EXERCISE DESCRIPTION> Count the lines below that contain the string "antenna". Give only the number.

RECORDS FOR THIS TASK>
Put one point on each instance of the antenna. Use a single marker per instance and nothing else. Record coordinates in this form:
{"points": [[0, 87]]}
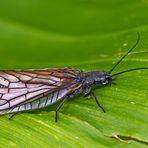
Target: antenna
{"points": [[121, 59], [129, 70]]}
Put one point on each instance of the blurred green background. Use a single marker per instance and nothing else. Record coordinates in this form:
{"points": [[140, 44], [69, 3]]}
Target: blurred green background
{"points": [[85, 34]]}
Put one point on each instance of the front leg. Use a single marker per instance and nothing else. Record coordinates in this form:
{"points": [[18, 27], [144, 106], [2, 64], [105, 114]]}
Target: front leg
{"points": [[88, 92], [97, 102]]}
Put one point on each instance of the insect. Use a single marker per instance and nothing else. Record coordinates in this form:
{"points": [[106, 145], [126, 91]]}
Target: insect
{"points": [[24, 90]]}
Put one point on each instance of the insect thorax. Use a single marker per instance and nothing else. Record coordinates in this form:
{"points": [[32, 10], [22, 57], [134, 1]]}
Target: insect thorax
{"points": [[97, 77]]}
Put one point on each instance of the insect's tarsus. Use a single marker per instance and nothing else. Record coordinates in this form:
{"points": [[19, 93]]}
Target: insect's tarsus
{"points": [[58, 108], [121, 59], [12, 116]]}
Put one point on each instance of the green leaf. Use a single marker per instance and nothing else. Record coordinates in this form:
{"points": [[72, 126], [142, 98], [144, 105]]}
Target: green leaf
{"points": [[89, 35]]}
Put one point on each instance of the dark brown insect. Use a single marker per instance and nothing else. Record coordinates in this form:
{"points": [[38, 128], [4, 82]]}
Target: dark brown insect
{"points": [[24, 90]]}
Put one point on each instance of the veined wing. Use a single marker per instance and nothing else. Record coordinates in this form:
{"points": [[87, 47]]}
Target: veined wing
{"points": [[31, 89]]}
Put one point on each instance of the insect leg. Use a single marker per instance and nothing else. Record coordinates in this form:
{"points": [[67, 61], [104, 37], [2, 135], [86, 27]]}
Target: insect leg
{"points": [[97, 102], [14, 114], [58, 108]]}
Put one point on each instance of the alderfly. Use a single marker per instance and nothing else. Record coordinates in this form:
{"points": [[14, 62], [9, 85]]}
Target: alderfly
{"points": [[25, 90]]}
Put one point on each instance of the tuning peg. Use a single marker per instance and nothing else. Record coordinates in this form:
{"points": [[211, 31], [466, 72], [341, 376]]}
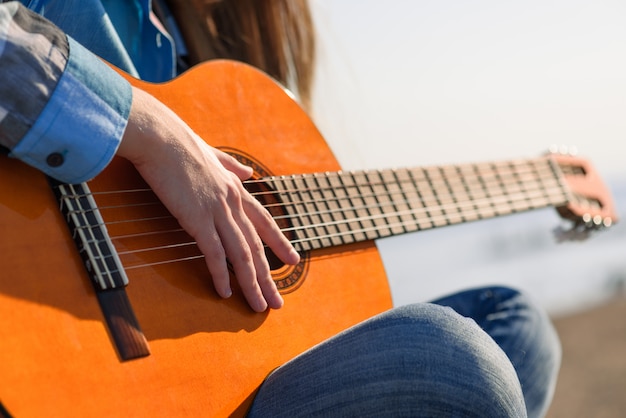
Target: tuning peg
{"points": [[563, 150]]}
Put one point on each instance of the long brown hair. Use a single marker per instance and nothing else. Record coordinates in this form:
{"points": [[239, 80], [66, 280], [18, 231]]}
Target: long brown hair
{"points": [[276, 36]]}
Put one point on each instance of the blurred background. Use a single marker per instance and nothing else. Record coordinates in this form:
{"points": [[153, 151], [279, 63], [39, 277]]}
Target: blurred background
{"points": [[414, 83]]}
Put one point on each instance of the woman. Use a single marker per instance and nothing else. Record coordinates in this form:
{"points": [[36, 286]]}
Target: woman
{"points": [[483, 352]]}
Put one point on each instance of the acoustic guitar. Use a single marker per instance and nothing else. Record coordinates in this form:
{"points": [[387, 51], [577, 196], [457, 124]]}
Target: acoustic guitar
{"points": [[106, 306]]}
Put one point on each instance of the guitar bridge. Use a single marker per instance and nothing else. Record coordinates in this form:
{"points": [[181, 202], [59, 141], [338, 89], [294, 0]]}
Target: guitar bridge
{"points": [[103, 266]]}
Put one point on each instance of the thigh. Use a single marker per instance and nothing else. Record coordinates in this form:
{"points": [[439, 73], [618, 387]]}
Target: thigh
{"points": [[523, 331], [417, 360]]}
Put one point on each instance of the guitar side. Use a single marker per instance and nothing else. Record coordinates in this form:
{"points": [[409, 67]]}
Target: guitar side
{"points": [[208, 355]]}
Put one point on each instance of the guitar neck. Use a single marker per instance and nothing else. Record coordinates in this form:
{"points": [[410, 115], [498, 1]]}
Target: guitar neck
{"points": [[335, 208]]}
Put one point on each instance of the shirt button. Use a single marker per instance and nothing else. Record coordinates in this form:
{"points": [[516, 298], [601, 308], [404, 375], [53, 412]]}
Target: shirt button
{"points": [[55, 159]]}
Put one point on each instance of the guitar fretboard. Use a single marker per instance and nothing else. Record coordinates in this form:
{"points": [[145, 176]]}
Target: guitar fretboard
{"points": [[330, 209]]}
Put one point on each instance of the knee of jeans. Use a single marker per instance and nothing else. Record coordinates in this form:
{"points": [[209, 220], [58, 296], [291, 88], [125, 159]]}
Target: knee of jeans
{"points": [[451, 360]]}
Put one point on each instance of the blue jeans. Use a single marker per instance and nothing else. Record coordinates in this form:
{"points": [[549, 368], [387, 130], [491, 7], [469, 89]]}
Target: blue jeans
{"points": [[480, 353], [483, 353]]}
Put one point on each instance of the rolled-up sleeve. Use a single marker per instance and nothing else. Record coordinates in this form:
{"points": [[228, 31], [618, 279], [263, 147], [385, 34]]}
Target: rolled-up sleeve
{"points": [[62, 109]]}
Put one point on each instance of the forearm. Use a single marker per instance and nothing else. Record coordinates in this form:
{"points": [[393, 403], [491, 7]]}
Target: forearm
{"points": [[62, 110]]}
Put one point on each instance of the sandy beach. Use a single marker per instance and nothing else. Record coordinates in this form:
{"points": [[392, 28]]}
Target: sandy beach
{"points": [[592, 381]]}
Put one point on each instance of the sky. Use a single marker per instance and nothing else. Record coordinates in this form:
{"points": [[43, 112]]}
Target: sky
{"points": [[410, 82], [414, 83]]}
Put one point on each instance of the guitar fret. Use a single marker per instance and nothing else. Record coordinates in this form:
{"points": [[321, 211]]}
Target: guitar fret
{"points": [[338, 193], [332, 209], [408, 218]]}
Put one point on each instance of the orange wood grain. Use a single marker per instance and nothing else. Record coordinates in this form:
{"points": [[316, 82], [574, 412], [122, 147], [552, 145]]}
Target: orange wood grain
{"points": [[209, 355]]}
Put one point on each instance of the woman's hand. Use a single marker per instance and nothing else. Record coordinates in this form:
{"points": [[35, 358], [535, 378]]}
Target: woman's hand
{"points": [[201, 186]]}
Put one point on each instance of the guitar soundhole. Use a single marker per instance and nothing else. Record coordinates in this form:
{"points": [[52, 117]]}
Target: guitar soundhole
{"points": [[287, 278]]}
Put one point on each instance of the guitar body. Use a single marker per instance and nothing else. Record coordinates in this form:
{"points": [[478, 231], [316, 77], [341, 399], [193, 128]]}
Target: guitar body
{"points": [[208, 355]]}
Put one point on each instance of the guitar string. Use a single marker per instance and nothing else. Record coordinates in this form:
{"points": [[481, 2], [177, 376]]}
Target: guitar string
{"points": [[458, 205], [492, 177], [415, 186], [434, 220], [443, 218]]}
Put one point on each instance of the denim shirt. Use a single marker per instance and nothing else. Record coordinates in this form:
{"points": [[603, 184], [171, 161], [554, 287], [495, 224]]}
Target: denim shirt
{"points": [[62, 109]]}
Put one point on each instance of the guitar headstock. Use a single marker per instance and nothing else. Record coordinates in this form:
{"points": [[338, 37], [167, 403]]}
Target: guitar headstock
{"points": [[591, 205]]}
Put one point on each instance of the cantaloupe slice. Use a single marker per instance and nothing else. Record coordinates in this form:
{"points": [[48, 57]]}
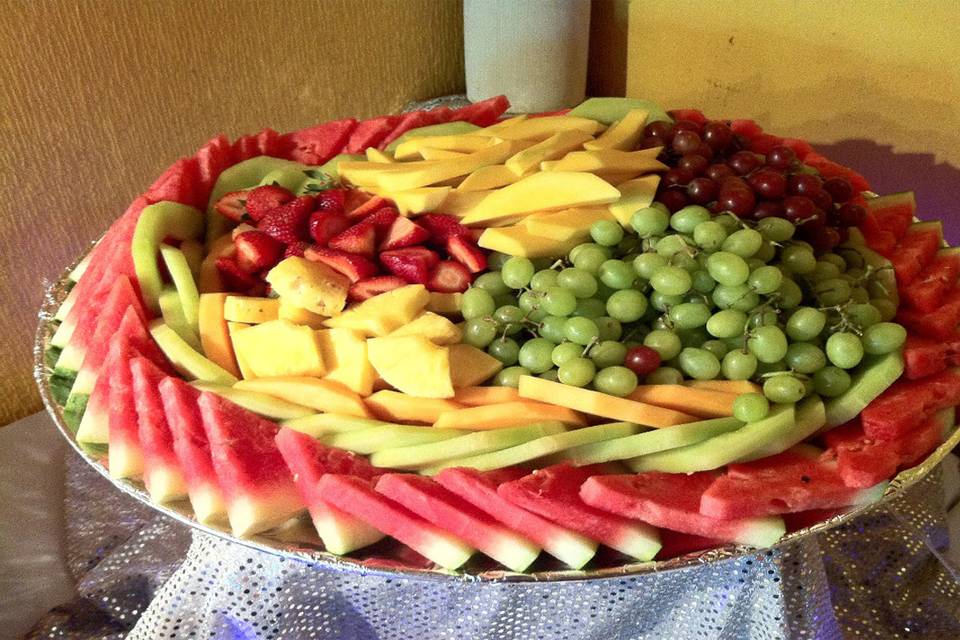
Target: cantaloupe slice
{"points": [[399, 407], [600, 404], [510, 414]]}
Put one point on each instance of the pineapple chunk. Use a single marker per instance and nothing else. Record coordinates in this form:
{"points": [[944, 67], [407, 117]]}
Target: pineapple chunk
{"points": [[412, 365], [311, 285]]}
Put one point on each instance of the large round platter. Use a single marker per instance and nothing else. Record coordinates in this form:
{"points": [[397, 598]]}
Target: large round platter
{"points": [[297, 542]]}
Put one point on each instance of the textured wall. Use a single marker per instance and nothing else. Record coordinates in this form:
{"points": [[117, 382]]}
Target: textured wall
{"points": [[97, 97]]}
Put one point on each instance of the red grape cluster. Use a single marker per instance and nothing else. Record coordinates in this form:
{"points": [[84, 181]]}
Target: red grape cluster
{"points": [[712, 166]]}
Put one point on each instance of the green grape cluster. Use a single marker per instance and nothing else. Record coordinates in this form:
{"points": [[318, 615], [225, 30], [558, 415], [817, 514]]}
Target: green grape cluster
{"points": [[714, 296]]}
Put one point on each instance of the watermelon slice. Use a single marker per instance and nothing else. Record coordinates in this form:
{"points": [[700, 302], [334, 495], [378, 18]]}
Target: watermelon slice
{"points": [[255, 480], [903, 407], [795, 480], [451, 513], [315, 145], [161, 470], [672, 501], [308, 461], [480, 490], [192, 449], [553, 493], [357, 497], [370, 133]]}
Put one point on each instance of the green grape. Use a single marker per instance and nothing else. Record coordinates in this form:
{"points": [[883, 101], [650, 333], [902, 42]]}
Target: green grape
{"points": [[544, 279], [806, 358], [727, 323], [798, 259], [479, 332], [610, 329], [492, 283], [738, 365], [743, 243], [517, 271], [510, 377], [664, 342], [606, 233], [805, 324], [646, 264], [831, 382], [649, 222], [608, 353], [751, 407], [768, 343], [557, 301], [535, 355], [476, 303], [776, 229], [727, 268], [616, 381], [784, 388], [709, 235], [627, 305], [883, 337], [579, 282], [671, 281], [699, 364], [590, 308], [689, 315], [765, 280], [844, 350], [577, 372], [581, 330]]}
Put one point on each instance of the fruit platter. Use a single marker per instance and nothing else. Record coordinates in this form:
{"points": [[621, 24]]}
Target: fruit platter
{"points": [[604, 340]]}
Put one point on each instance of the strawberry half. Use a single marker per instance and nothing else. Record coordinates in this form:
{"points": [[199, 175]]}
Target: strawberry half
{"points": [[257, 251], [466, 253], [403, 233], [324, 225], [262, 200], [288, 222], [370, 287], [352, 265], [449, 277], [413, 264], [361, 238], [232, 205]]}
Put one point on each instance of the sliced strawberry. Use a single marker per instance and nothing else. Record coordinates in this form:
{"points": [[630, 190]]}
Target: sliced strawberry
{"points": [[370, 287], [288, 222], [262, 200], [449, 277], [361, 238], [355, 267], [403, 233], [466, 253], [324, 225], [442, 227], [257, 251], [413, 264], [232, 205]]}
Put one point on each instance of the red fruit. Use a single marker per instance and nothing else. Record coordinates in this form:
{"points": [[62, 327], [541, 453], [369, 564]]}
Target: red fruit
{"points": [[370, 287], [442, 227], [257, 251], [325, 225], [262, 200], [361, 238], [288, 222], [449, 277], [231, 206], [466, 253], [355, 267], [403, 233], [413, 264]]}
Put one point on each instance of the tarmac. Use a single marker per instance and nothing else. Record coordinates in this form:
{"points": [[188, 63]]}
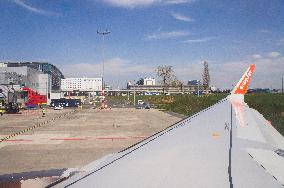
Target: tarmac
{"points": [[72, 138]]}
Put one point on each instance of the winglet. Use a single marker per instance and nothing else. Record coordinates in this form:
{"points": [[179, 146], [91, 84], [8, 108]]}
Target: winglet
{"points": [[242, 86]]}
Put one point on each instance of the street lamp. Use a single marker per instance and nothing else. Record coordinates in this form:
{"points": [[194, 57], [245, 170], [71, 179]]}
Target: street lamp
{"points": [[103, 33], [198, 88], [134, 93]]}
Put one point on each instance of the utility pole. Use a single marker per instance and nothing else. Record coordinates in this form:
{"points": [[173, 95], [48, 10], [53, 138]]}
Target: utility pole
{"points": [[103, 33], [134, 93], [282, 83], [198, 88]]}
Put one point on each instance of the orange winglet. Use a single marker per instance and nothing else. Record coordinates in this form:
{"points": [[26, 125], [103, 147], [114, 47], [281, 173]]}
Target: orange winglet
{"points": [[242, 86]]}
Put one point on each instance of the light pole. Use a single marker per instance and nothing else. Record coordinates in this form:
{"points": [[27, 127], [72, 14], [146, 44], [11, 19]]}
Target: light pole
{"points": [[198, 88], [282, 83], [134, 93], [103, 33]]}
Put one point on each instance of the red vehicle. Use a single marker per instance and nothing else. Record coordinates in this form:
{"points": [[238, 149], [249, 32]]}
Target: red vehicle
{"points": [[34, 98]]}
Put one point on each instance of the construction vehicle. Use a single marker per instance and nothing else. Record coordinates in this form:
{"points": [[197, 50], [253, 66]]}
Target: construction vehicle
{"points": [[2, 107]]}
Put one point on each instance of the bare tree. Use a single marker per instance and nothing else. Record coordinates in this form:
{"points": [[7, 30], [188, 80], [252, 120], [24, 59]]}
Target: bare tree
{"points": [[166, 73], [206, 76], [140, 81]]}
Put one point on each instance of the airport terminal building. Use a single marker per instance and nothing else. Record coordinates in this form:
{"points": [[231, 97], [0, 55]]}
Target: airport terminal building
{"points": [[41, 77], [81, 84]]}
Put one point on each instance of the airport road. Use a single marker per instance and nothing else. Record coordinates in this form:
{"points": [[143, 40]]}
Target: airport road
{"points": [[71, 139]]}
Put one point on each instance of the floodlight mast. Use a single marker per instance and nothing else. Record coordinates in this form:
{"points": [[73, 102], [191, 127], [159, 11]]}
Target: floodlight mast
{"points": [[103, 33]]}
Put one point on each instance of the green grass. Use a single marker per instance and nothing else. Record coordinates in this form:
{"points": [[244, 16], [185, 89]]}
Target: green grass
{"points": [[271, 106]]}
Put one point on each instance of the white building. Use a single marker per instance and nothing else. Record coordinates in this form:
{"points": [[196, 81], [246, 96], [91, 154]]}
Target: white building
{"points": [[81, 84], [148, 81]]}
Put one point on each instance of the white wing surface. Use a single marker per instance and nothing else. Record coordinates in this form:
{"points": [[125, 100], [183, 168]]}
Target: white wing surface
{"points": [[225, 145]]}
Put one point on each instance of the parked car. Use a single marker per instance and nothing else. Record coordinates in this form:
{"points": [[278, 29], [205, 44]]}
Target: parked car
{"points": [[58, 107]]}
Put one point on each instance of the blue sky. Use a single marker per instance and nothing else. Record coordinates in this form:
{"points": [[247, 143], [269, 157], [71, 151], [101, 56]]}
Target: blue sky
{"points": [[146, 33]]}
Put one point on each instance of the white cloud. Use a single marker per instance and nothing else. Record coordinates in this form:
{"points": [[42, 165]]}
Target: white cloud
{"points": [[27, 7], [181, 17], [172, 2], [274, 54], [200, 40], [281, 41], [131, 3], [264, 31], [141, 3], [256, 56], [167, 35]]}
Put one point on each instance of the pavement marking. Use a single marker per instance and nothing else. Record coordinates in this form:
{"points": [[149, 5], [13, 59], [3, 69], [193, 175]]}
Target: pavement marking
{"points": [[67, 139]]}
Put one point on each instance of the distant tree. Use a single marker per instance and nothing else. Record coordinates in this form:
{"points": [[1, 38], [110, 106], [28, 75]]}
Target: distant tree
{"points": [[166, 73], [206, 76], [140, 81]]}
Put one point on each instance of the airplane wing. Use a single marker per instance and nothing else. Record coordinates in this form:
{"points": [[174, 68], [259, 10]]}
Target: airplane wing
{"points": [[226, 145]]}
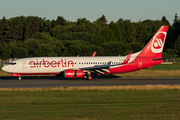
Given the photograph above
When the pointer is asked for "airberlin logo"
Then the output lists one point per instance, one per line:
(158, 42)
(46, 63)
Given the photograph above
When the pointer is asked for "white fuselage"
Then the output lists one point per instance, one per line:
(57, 64)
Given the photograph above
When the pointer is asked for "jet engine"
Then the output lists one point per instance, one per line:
(70, 73)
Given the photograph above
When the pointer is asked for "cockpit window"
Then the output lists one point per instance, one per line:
(11, 63)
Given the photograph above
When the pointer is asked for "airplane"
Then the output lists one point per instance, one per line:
(93, 55)
(84, 67)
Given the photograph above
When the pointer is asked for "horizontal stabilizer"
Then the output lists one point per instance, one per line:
(163, 58)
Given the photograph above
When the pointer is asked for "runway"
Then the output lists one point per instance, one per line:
(53, 81)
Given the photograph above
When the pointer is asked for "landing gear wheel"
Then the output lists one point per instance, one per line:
(89, 77)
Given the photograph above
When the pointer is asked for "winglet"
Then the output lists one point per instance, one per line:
(127, 59)
(94, 54)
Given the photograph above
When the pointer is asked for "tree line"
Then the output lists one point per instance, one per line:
(34, 36)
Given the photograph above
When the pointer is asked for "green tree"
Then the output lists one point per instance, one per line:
(3, 30)
(60, 21)
(115, 28)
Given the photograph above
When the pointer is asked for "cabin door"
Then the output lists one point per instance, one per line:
(139, 62)
(24, 64)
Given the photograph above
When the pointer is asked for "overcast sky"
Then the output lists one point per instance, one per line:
(71, 10)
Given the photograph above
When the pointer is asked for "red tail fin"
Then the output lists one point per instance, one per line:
(127, 59)
(155, 46)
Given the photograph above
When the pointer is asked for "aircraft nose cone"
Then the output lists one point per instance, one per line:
(4, 68)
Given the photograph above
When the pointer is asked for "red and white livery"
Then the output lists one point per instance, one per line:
(84, 67)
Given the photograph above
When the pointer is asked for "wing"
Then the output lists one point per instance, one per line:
(104, 68)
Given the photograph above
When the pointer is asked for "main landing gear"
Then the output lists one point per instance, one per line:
(20, 77)
(88, 76)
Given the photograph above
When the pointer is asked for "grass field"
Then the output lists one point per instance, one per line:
(91, 105)
(156, 71)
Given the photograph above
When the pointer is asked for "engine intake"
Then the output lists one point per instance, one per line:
(71, 73)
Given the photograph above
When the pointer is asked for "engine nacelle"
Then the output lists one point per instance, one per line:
(70, 73)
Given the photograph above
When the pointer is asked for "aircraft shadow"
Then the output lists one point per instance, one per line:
(55, 77)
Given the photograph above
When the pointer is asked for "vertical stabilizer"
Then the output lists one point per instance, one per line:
(155, 46)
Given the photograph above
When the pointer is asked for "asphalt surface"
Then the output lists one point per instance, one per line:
(53, 81)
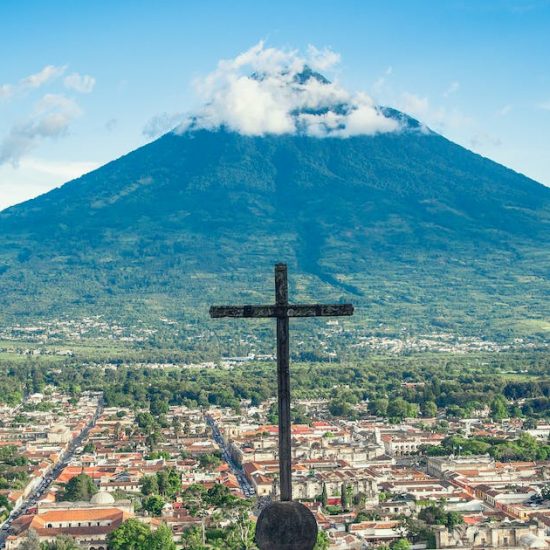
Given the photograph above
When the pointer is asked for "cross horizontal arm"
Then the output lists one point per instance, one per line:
(292, 310)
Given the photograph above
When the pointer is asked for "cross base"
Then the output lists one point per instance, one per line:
(286, 525)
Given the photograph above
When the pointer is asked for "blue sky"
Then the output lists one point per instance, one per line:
(81, 81)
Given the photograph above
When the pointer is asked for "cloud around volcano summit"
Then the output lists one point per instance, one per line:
(274, 91)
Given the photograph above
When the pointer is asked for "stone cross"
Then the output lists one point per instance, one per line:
(297, 514)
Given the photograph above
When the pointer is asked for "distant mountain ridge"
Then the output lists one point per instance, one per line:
(418, 231)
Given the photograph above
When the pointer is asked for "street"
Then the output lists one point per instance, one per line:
(64, 460)
(246, 488)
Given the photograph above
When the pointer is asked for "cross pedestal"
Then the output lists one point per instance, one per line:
(285, 520)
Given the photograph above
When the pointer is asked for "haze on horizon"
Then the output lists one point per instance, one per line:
(113, 79)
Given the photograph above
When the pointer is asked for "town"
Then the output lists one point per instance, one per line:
(75, 469)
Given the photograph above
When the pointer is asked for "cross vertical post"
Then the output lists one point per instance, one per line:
(282, 311)
(283, 383)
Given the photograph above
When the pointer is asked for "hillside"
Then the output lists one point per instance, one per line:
(418, 232)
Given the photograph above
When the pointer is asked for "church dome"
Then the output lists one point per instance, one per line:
(102, 498)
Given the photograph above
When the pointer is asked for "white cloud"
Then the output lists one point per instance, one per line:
(6, 91)
(82, 83)
(162, 123)
(452, 89)
(48, 73)
(52, 117)
(414, 105)
(31, 82)
(437, 118)
(274, 91)
(35, 176)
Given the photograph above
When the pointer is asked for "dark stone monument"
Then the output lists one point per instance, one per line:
(286, 524)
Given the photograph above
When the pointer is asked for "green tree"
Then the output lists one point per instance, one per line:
(398, 408)
(192, 539)
(429, 409)
(162, 539)
(379, 407)
(80, 487)
(323, 542)
(154, 504)
(499, 408)
(149, 485)
(131, 535)
(401, 544)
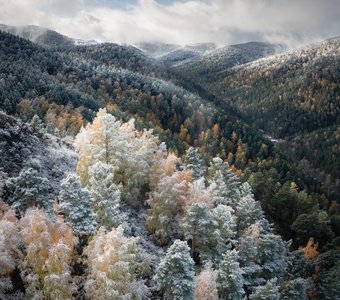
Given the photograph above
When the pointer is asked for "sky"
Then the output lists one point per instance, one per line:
(225, 22)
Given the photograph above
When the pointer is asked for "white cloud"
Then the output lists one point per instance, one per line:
(223, 21)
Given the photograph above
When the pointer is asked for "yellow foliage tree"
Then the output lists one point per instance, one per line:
(49, 247)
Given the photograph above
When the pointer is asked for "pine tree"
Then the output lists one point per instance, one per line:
(106, 195)
(114, 262)
(75, 205)
(165, 201)
(295, 289)
(197, 225)
(206, 286)
(193, 162)
(224, 231)
(270, 291)
(226, 183)
(248, 211)
(230, 278)
(29, 190)
(271, 256)
(175, 275)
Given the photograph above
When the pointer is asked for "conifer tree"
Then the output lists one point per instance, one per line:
(29, 190)
(75, 205)
(206, 285)
(114, 262)
(175, 275)
(230, 278)
(197, 227)
(193, 162)
(106, 195)
(270, 291)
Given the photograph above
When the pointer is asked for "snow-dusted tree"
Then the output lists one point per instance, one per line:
(197, 227)
(75, 205)
(106, 195)
(198, 193)
(248, 211)
(175, 275)
(49, 252)
(28, 189)
(10, 245)
(166, 201)
(271, 256)
(230, 280)
(226, 183)
(114, 262)
(270, 291)
(295, 289)
(206, 286)
(248, 254)
(224, 231)
(132, 153)
(193, 162)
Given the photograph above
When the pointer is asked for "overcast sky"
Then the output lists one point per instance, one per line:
(291, 22)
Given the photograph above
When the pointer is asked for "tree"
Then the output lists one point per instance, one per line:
(130, 152)
(226, 183)
(224, 231)
(295, 289)
(75, 205)
(315, 224)
(271, 256)
(29, 190)
(230, 280)
(193, 162)
(49, 251)
(175, 275)
(166, 201)
(248, 211)
(206, 286)
(10, 247)
(115, 265)
(106, 195)
(197, 225)
(269, 291)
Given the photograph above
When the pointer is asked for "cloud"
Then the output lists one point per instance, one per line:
(288, 22)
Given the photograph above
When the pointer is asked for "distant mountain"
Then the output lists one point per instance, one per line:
(293, 96)
(23, 146)
(172, 54)
(39, 35)
(219, 59)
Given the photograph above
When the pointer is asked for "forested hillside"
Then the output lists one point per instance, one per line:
(189, 176)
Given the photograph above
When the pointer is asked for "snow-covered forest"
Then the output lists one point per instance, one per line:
(134, 221)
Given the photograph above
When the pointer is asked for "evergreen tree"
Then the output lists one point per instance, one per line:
(226, 183)
(270, 291)
(206, 285)
(175, 275)
(193, 162)
(248, 211)
(295, 289)
(114, 262)
(75, 205)
(224, 231)
(271, 256)
(106, 195)
(28, 190)
(230, 278)
(197, 227)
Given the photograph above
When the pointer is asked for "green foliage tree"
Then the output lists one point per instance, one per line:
(28, 190)
(175, 275)
(75, 205)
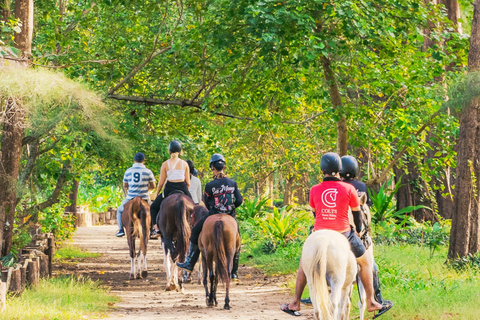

TASK RESULT> 2